#### [SET TASK]
Copy the full set of lines exactly as given.

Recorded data
•••••
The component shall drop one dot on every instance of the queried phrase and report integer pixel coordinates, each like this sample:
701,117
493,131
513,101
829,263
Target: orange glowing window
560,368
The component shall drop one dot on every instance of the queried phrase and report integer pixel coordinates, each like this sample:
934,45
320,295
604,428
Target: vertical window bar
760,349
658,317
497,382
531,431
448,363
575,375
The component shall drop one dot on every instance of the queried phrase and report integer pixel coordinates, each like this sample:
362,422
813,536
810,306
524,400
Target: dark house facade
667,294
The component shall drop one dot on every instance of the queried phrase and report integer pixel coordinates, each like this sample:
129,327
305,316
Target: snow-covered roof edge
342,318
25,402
•••••
#### [ANSWER TO THE PROBLEM]
The component shall drop one dot on every instance of the queried phrase and report integer pixel coordinates, each like this sample:
701,117
493,131
513,101
829,263
Target: orange glowing window
560,368
The component shall drop one dot on every instance of the queried phrase and report integer pixel coordinates, each like this sample:
934,45
320,295
604,428
Target: vertical window bar
760,349
658,317
497,382
531,431
448,363
575,375
The component shall drop one dot on every instance of the queried phrase and report integer pixel coordinates, each like this sample:
362,422
813,536
810,306
524,400
Target: dark house facade
667,294
The component shall drop one dot on every instance of the queried phrase and report integer pixel coordinates, each like this sample:
129,327
305,316
Target: snow-covered roof edge
342,318
25,402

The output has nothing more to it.